[Work to complete] Edit the records below from their start through the line containing "positive clicks: (4, 371) (27, 357)", replacing "rough mask" with "coarse mask" and leaving everything else unchanged. Return only those edited lines.

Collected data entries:
#####

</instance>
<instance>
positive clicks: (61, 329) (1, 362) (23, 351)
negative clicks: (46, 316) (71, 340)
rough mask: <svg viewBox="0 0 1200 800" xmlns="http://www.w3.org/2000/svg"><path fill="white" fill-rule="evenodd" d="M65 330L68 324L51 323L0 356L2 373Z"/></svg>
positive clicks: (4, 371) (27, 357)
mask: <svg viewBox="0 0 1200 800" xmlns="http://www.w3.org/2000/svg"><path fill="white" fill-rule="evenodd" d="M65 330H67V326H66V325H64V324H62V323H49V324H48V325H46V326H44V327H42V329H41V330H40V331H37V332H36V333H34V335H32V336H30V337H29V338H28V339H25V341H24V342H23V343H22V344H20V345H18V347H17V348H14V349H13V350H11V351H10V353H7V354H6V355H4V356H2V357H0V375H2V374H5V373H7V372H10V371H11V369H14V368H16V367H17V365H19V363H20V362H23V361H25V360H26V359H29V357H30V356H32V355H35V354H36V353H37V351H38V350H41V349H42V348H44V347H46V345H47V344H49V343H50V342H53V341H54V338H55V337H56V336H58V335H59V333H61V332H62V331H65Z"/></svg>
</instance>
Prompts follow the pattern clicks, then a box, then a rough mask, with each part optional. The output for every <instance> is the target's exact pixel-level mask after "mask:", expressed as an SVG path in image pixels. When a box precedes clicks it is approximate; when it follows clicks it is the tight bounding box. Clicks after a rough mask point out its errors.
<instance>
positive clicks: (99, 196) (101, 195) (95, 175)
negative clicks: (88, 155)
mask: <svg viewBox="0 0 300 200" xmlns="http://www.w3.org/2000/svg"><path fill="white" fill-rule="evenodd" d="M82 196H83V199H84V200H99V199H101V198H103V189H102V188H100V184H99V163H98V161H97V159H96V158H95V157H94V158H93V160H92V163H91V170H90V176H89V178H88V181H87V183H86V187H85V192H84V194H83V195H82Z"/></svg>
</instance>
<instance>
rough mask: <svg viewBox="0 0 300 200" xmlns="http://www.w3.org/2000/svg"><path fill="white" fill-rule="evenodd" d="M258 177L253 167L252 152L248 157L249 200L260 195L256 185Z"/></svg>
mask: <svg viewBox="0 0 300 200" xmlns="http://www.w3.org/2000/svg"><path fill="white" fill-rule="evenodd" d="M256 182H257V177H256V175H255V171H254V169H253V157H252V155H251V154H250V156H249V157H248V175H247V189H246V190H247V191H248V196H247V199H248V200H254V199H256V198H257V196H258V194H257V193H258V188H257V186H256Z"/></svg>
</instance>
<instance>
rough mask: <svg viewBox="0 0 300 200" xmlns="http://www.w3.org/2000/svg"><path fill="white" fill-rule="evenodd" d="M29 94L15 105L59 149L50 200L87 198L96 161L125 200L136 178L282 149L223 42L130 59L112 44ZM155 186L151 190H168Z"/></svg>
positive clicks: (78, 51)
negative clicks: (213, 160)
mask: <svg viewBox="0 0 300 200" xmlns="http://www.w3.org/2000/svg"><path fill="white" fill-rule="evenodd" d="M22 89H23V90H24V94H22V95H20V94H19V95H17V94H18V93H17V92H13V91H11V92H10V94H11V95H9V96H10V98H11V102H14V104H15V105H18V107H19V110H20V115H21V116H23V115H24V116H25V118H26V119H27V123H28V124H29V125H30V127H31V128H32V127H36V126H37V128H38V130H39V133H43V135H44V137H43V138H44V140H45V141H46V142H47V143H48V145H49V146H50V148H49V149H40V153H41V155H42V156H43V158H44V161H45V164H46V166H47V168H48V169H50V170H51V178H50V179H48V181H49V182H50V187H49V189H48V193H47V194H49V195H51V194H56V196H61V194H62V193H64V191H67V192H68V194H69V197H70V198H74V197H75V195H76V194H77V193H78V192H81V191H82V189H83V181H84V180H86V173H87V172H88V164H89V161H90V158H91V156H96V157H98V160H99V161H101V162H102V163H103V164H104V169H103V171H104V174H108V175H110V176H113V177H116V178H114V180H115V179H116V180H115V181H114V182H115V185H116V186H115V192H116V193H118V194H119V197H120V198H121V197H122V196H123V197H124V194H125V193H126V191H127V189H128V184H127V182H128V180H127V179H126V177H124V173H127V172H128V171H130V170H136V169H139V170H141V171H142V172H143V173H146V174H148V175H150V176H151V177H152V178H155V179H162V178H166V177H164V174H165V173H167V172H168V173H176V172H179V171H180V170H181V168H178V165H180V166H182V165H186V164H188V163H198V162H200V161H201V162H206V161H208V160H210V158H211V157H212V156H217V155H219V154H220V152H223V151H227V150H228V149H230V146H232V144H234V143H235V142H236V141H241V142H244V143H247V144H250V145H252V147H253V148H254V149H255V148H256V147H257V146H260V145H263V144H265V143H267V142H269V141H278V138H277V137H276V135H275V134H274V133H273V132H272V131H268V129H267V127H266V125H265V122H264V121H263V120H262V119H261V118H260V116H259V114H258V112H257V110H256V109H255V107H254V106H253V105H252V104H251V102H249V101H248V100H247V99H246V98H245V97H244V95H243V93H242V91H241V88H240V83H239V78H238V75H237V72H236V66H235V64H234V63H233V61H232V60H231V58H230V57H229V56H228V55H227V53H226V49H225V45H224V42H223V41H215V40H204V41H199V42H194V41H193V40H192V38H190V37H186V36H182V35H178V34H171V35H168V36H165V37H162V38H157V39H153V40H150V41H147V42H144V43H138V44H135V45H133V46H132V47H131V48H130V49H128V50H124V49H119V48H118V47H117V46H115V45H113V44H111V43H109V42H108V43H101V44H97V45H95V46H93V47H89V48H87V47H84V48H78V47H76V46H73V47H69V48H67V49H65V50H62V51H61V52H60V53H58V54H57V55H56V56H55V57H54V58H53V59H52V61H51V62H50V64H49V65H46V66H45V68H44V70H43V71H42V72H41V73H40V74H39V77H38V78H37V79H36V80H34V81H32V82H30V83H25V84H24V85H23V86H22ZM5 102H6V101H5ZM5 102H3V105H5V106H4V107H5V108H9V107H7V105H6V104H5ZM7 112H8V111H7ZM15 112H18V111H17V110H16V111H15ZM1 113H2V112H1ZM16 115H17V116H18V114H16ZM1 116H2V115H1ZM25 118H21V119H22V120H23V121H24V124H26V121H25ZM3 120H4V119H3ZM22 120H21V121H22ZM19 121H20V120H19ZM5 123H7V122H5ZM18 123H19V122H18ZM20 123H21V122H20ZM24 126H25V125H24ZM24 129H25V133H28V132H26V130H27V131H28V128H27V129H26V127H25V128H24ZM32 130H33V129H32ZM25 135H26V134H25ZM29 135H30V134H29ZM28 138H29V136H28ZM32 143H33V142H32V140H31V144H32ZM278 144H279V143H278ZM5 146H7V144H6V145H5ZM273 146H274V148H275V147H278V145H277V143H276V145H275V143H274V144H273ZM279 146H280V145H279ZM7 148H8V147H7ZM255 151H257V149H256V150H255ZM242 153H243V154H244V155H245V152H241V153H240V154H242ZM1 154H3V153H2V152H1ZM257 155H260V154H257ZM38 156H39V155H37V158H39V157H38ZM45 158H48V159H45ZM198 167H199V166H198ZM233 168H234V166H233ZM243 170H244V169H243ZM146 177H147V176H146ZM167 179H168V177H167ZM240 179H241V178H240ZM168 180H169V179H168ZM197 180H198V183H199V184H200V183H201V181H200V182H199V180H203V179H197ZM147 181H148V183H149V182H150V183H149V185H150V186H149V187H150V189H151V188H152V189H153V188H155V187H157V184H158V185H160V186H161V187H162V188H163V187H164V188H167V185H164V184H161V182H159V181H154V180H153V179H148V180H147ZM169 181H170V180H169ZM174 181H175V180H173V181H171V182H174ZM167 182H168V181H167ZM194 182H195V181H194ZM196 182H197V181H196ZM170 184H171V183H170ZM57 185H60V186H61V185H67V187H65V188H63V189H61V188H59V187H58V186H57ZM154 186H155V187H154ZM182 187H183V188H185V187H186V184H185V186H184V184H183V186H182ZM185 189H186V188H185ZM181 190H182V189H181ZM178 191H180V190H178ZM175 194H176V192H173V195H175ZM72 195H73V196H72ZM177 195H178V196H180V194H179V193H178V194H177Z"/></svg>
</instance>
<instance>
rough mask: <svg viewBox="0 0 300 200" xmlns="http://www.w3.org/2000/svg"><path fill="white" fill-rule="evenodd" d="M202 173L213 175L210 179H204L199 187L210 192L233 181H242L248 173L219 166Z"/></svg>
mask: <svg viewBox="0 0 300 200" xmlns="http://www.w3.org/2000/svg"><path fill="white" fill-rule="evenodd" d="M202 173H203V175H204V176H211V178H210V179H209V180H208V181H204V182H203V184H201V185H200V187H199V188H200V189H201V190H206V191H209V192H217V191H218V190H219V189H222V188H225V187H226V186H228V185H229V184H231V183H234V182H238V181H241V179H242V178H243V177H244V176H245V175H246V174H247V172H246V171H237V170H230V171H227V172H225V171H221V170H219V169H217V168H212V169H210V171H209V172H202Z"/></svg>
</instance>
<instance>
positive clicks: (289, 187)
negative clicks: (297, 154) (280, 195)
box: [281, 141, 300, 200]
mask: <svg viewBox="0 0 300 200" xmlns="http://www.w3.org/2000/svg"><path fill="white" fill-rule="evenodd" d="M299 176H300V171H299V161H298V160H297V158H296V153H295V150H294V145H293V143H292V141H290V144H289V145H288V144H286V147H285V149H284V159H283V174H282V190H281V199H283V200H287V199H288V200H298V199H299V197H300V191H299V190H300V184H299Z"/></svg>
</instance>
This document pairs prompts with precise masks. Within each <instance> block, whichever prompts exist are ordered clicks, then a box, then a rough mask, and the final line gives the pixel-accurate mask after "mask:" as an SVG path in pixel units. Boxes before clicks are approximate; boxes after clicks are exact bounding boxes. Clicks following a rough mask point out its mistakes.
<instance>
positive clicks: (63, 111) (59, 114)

#####

[Exercise result]
</instance>
<instance>
positive clicks: (61, 329) (1, 362) (23, 351)
negative clicks: (46, 316) (71, 340)
coarse mask: <svg viewBox="0 0 1200 800" xmlns="http://www.w3.org/2000/svg"><path fill="white" fill-rule="evenodd" d="M65 330L68 324L51 323L0 356L2 373Z"/></svg>
positive clicks: (4, 371) (27, 357)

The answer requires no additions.